══ DATASET RECORDS ══

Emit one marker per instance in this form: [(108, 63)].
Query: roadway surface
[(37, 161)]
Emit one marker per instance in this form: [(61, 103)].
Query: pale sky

═══

WORK TO DO:
Copy the rows from the line containing "Emit one marker per instance in this form: [(61, 103)]." through the end of the rows, swapping "pale sky" for "clear sky" and changing nothing else.

RESULT:
Emit one marker per instance in this form: [(61, 103)].
Query: clear sky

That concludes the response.